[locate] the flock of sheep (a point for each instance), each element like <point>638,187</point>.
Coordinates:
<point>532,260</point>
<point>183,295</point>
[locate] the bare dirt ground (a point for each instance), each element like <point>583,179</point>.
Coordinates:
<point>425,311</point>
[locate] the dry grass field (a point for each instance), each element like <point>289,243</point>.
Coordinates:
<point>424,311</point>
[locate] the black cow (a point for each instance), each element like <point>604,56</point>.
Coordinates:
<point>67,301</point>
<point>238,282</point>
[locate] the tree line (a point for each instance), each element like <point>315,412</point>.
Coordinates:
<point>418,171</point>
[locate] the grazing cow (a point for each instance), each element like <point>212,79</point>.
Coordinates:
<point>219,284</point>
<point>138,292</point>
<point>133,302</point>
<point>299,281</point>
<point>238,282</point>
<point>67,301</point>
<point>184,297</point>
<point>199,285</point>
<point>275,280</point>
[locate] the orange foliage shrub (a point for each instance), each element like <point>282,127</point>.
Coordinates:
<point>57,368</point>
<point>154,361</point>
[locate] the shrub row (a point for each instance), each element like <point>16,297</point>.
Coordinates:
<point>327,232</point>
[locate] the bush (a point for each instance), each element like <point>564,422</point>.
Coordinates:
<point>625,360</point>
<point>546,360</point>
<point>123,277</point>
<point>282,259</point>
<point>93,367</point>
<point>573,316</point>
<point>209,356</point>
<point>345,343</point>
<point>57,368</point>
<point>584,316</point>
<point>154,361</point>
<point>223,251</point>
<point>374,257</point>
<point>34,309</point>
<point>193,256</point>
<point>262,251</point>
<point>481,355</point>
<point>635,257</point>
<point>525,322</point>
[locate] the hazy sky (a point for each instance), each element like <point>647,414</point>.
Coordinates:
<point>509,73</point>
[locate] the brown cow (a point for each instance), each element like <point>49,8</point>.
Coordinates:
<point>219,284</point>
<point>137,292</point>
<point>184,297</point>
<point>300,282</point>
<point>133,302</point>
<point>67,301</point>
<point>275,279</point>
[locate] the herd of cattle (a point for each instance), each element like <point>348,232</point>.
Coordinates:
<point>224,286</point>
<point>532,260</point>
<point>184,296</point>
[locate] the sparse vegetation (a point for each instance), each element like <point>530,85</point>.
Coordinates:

************

> EXERCISE DESCRIPTION
Rewrite every line of the records above as a numbered list, omitting any blank lines.

> PROBLEM SOLUTION
1. [locate] the flock of sheep (a point for each instance), each element like <point>638,187</point>.
2. Coordinates:
3. <point>532,260</point>
4. <point>183,295</point>
5. [locate] the bare dirt ground (a point for each instance), each element like <point>583,179</point>.
6. Coordinates:
7. <point>425,311</point>
8. [locate] the dry grass field (a point for each instance), each element like <point>289,243</point>.
9. Coordinates:
10. <point>424,311</point>
11. [locate] the black cow (a point for each instance), each element like <point>604,56</point>.
12. Coordinates:
13. <point>67,301</point>
14. <point>238,282</point>
15. [locate] the tree line (a point for each instance), each element like <point>315,412</point>.
16. Coordinates:
17. <point>418,171</point>
18. [locate] the grazing cow (a point for each instance), each element like <point>212,79</point>.
19. Coordinates:
20. <point>219,284</point>
21. <point>138,292</point>
22. <point>133,302</point>
23. <point>299,281</point>
24. <point>238,282</point>
25. <point>67,301</point>
26. <point>184,297</point>
27. <point>199,285</point>
28. <point>275,280</point>
29. [locate] the orange foliage shrub (a point for each instance), each element like <point>282,127</point>.
30. Coordinates:
31. <point>57,368</point>
32. <point>154,361</point>
33. [locate] the shrub row (a point for each instance), each element like <point>16,297</point>.
34. Coordinates:
35. <point>327,232</point>
36. [locate] the bush (a point for each instance), each element like <point>564,422</point>.
37. Coordinates:
38. <point>625,360</point>
39. <point>546,360</point>
40. <point>123,277</point>
41. <point>282,259</point>
42. <point>93,367</point>
43. <point>573,316</point>
44. <point>209,356</point>
45. <point>345,343</point>
46. <point>57,368</point>
47. <point>584,316</point>
48. <point>154,361</point>
49. <point>223,251</point>
50. <point>374,257</point>
51. <point>34,309</point>
52. <point>193,256</point>
53. <point>262,251</point>
54. <point>481,355</point>
55. <point>635,257</point>
56. <point>525,322</point>
57. [locate] the hazy sky (a point for each instance), each element like <point>647,414</point>.
58. Coordinates:
59. <point>509,73</point>
60. [locate] the brown cow (a point for each instance), each element like <point>49,8</point>.
61. Coordinates:
62. <point>219,284</point>
63. <point>137,292</point>
64. <point>184,297</point>
65. <point>300,282</point>
66. <point>133,302</point>
67. <point>67,301</point>
68. <point>275,279</point>
69. [locate] the herd of cattle (a point for each instance), each element like <point>348,232</point>.
70. Coordinates:
71. <point>224,286</point>
72. <point>532,260</point>
73. <point>184,296</point>
74. [locate] the sparse vegetation (a point for each instance), each element like <point>530,85</point>.
75. Coordinates:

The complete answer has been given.